Retype the listing exactly. Leave out the images.

════════════════

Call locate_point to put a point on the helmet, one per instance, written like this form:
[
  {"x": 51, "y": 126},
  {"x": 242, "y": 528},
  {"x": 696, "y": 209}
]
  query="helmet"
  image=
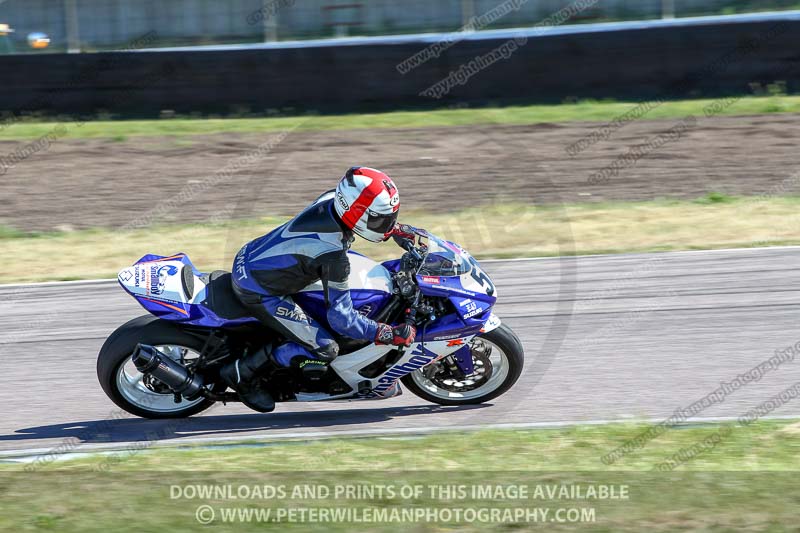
[{"x": 368, "y": 202}]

════════════════

# Response to this exercise
Call locate_point to put a point on the helmet, one per instance, written like this form:
[
  {"x": 51, "y": 126},
  {"x": 242, "y": 528},
  {"x": 696, "y": 209}
]
  query="helmet"
  image=
[{"x": 368, "y": 202}]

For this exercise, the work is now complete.